→ **Exercise prompt**
Repeat exactly the lines beginning at the one that contains "task | indicate the green shrub, one" and running to the end of the material. Omit the pictures.

→ **Data section**
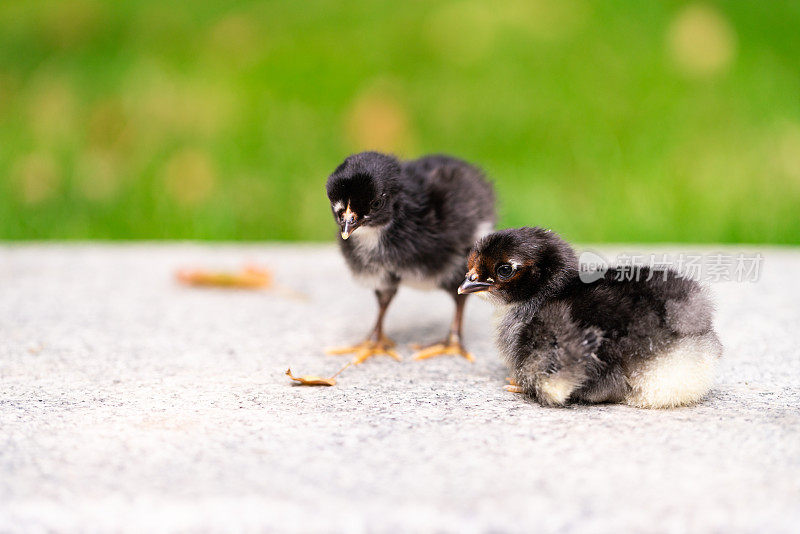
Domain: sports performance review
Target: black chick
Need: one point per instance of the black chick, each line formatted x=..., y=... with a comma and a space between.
x=642, y=337
x=409, y=222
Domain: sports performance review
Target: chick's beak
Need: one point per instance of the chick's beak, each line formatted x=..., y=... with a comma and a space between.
x=472, y=286
x=350, y=223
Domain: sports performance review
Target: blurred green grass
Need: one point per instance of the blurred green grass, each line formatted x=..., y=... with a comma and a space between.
x=605, y=120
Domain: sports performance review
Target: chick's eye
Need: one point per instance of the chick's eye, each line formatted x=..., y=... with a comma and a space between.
x=504, y=271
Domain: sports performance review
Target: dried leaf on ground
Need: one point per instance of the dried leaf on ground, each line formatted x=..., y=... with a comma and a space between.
x=312, y=380
x=251, y=277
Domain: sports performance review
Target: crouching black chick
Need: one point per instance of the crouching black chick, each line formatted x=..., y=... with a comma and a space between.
x=409, y=222
x=639, y=337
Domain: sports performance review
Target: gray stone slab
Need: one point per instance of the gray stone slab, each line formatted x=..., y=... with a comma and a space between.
x=131, y=403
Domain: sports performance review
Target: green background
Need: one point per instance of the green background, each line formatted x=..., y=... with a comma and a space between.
x=607, y=121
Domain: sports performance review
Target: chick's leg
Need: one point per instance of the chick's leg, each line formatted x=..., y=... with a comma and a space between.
x=376, y=343
x=452, y=345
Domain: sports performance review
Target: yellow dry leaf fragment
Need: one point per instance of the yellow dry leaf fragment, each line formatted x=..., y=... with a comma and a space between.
x=311, y=380
x=250, y=277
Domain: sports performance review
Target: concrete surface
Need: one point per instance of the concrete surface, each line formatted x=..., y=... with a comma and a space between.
x=130, y=403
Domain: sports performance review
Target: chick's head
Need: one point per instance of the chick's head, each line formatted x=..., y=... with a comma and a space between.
x=519, y=264
x=362, y=190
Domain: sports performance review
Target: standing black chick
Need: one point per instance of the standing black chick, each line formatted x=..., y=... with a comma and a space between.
x=409, y=222
x=640, y=337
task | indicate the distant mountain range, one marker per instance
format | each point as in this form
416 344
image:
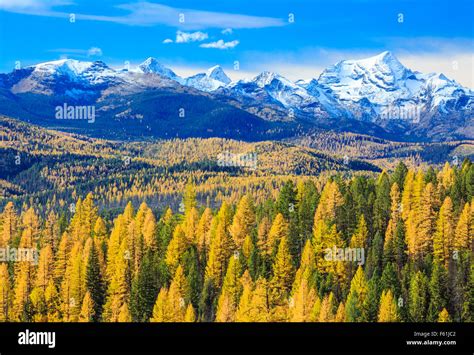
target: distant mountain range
376 96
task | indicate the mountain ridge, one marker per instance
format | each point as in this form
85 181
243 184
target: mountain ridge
378 90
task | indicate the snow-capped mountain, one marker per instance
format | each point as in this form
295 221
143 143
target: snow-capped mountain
363 90
151 65
368 86
209 81
67 75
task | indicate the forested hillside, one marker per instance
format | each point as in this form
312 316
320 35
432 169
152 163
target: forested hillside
391 247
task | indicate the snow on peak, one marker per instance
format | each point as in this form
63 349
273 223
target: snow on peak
211 80
217 73
69 67
151 65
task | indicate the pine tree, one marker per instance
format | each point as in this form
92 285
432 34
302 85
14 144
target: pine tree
418 297
218 255
326 313
444 235
190 316
160 310
463 234
120 285
357 294
278 230
95 284
244 310
359 239
388 308
124 315
204 232
176 248
9 225
53 302
260 307
231 291
282 273
45 268
302 303
244 221
87 310
382 203
437 291
5 293
149 230
444 316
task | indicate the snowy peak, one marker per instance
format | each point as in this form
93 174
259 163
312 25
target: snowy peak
151 65
217 73
383 71
69 67
211 80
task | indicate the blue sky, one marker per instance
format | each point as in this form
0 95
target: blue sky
433 35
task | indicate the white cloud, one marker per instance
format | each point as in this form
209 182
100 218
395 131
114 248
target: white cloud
220 44
31 5
186 37
94 52
147 14
456 62
66 52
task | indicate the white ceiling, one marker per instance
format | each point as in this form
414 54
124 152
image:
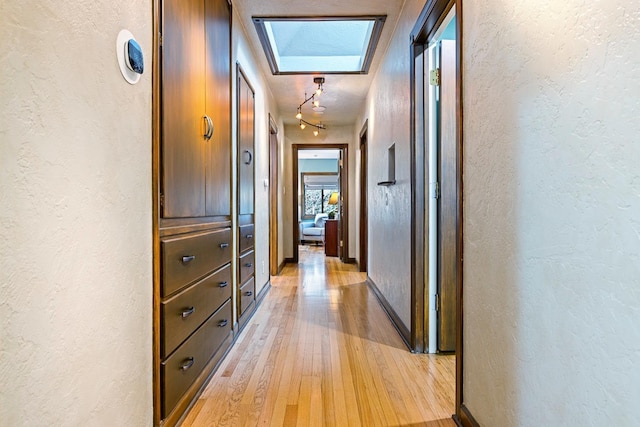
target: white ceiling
344 95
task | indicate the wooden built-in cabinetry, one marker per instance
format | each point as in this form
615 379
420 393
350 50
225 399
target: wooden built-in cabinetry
193 290
246 197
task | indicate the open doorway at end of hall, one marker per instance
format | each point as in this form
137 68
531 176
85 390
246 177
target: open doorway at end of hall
436 256
320 198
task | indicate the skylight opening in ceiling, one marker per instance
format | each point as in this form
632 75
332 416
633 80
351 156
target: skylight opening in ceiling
331 45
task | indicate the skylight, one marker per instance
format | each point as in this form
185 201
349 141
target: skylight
336 45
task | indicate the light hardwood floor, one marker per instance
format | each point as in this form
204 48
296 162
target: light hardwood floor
321 352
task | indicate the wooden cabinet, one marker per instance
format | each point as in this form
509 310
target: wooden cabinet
196 109
246 200
331 237
193 295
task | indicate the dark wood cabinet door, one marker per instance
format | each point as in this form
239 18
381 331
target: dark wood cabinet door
183 109
245 146
218 107
331 238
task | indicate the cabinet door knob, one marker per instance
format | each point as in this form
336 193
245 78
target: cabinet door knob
188 312
248 157
187 364
209 131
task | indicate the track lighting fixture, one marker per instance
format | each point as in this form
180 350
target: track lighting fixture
316 104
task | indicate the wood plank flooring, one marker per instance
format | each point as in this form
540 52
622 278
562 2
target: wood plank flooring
321 352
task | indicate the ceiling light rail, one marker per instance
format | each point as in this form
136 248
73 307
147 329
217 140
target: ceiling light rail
316 103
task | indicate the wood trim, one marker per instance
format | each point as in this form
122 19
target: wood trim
464 418
363 237
273 197
263 292
418 222
460 408
344 190
155 184
391 314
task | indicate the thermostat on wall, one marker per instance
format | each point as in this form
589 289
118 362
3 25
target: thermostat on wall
130 57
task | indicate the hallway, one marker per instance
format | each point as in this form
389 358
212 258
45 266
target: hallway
320 351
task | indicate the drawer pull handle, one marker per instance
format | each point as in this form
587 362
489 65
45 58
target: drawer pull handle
186 365
188 312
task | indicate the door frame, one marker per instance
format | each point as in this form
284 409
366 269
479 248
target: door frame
432 15
363 256
343 231
274 267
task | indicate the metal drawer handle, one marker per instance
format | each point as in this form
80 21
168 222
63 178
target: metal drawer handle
189 363
188 312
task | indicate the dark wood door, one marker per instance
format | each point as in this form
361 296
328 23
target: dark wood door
331 247
364 215
183 109
245 145
273 198
448 206
218 107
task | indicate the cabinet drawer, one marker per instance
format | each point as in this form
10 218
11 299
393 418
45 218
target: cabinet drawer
181 369
187 258
246 267
247 295
246 237
183 313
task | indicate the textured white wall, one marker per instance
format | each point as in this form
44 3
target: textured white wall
243 54
552 212
388 108
333 135
75 234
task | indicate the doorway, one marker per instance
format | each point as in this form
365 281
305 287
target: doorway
437 183
274 266
302 213
364 213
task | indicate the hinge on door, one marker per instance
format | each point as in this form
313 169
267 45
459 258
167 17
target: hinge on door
434 79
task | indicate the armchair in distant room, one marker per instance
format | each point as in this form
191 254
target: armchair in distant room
313 231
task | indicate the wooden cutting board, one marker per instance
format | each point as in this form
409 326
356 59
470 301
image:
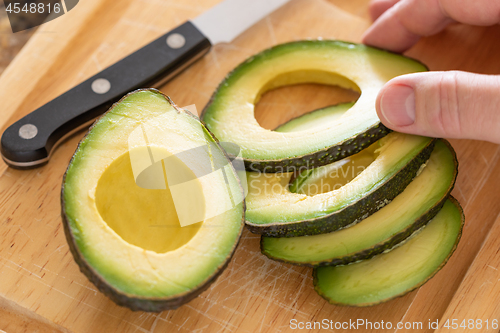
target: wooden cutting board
41 288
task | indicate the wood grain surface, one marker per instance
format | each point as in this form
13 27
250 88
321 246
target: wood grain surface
41 285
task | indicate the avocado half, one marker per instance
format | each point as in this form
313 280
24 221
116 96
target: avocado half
123 210
408 212
388 166
230 113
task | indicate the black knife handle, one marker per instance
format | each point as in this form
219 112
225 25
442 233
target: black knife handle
29 142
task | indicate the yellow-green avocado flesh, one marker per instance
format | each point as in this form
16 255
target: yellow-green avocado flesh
408 212
397 272
230 113
127 239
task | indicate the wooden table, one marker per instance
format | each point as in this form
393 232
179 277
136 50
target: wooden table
41 287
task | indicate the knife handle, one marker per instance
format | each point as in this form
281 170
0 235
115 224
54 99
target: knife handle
29 142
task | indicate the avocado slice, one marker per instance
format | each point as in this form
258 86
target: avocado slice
315 118
408 212
393 274
274 211
230 113
127 237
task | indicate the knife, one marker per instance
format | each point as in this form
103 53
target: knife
29 142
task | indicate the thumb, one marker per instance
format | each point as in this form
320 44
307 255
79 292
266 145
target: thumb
443 104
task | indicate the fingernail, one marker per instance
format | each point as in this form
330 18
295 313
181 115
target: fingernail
398 105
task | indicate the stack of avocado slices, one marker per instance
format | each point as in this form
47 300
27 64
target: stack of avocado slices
334 189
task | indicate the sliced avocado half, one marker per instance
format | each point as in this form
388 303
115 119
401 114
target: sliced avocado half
407 213
230 113
315 118
274 211
133 181
393 274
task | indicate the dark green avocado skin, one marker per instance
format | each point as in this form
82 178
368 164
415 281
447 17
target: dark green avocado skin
135 303
129 301
391 242
322 157
316 159
459 236
353 212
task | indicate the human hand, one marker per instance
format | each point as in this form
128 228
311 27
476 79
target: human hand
440 104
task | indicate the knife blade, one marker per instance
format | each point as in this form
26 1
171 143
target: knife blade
29 142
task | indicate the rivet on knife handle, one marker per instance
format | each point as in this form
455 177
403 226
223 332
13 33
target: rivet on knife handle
29 142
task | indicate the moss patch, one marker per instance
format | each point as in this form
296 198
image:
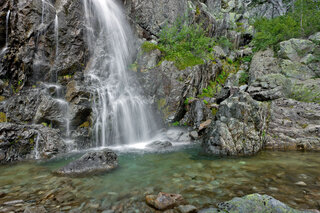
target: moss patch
3 117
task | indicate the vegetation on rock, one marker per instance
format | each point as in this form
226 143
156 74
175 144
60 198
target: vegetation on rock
302 21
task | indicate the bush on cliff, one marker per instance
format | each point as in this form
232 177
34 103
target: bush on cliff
185 43
302 21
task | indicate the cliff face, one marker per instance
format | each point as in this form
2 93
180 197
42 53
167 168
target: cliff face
45 44
45 55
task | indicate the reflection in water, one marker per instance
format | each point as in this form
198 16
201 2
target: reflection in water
203 181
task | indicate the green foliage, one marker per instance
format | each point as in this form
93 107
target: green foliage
185 43
244 78
303 21
224 42
85 124
216 86
305 94
148 46
247 58
214 111
177 123
3 117
188 100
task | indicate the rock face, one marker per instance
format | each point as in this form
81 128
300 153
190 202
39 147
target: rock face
253 203
239 128
293 125
263 63
164 201
160 145
91 163
169 87
22 142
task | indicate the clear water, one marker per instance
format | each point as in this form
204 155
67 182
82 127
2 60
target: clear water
122 115
203 181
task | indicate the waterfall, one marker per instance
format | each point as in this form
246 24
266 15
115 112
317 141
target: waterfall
7 28
122 115
7 34
36 148
56 33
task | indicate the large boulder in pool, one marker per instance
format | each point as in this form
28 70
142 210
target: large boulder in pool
91 163
253 203
239 128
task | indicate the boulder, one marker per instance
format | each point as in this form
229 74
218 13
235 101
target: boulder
187 209
21 142
153 15
39 209
270 87
168 87
295 49
315 37
297 70
178 134
263 63
254 203
91 163
159 145
293 125
239 128
164 201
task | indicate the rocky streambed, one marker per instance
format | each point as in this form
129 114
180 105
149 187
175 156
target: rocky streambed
290 177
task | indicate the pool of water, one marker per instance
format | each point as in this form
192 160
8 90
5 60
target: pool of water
203 181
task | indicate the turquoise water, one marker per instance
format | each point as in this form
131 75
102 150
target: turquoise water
204 181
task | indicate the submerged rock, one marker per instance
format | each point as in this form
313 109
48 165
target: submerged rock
255 203
293 125
239 128
164 201
39 209
21 142
91 163
187 209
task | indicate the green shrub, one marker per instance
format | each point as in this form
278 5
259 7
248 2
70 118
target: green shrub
215 86
148 46
185 43
305 94
302 21
224 42
244 78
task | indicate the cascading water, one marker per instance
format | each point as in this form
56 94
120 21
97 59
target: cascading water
7 33
7 28
56 33
36 149
123 116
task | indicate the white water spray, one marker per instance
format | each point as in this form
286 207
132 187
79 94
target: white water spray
7 33
56 33
7 27
36 149
123 116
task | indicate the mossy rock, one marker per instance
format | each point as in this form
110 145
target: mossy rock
3 117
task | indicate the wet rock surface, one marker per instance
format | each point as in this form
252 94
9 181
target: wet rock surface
164 201
21 142
91 163
293 125
160 145
254 203
239 127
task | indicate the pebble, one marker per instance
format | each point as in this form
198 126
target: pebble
13 202
187 209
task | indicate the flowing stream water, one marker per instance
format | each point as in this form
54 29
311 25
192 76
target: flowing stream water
123 116
7 33
203 181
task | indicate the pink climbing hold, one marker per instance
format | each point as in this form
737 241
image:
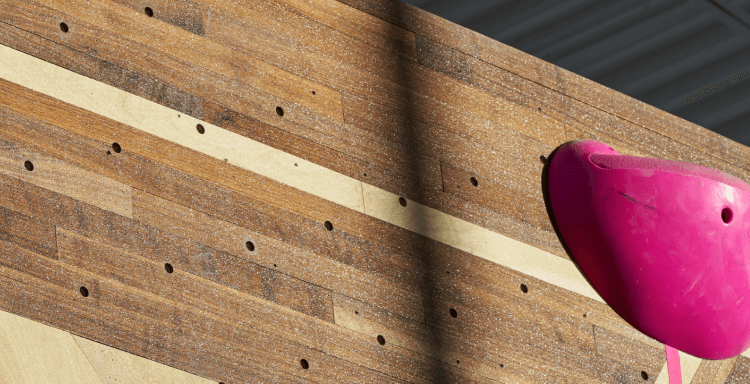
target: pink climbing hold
665 243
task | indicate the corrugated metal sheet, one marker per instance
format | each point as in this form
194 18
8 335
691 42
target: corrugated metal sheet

→ **Solution to this problem**
task | indicate the green shrub, one marker per instance
format | each point as in this form
278 5
259 7
248 2
70 118
target: green shrub
215 86
148 46
185 43
305 94
302 21
224 42
244 78
task | indicate the cascading water, one marker per instance
format | each point as in this form
56 94
120 21
97 59
target: cascading water
7 33
7 28
56 33
36 149
123 116
task | indicate the white water spray, one marker per instance
format | each point as in this form
286 207
132 187
79 94
target: white water spray
7 33
56 33
7 27
36 149
123 116
task | indicate the mossy rock, one marker per instance
format | each point as in this form
110 145
target: mossy rock
3 117
task | indicate the wet rock surface, one marker per instance
format | each point as in this form
252 94
9 181
target: wet rock surface
164 201
21 142
91 163
293 125
160 145
254 203
239 127
task | indicate the pebble, one marker per instance
format | each point as in this form
198 126
target: pebble
13 202
187 209
task | indicate the flowing stream water, one marker per instance
format | each point as in this form
54 29
311 25
192 76
target: flowing stream water
123 116
7 33
203 181
task | indicate the pink climbing hold, one marker per instance
format | each point as in this form
737 241
image:
target: pink climbing hold
665 243
task | indicate the corrugated metal sheet, one marker per instance
format | each point as in this form
194 18
8 335
691 42
target: corrugated metal sheet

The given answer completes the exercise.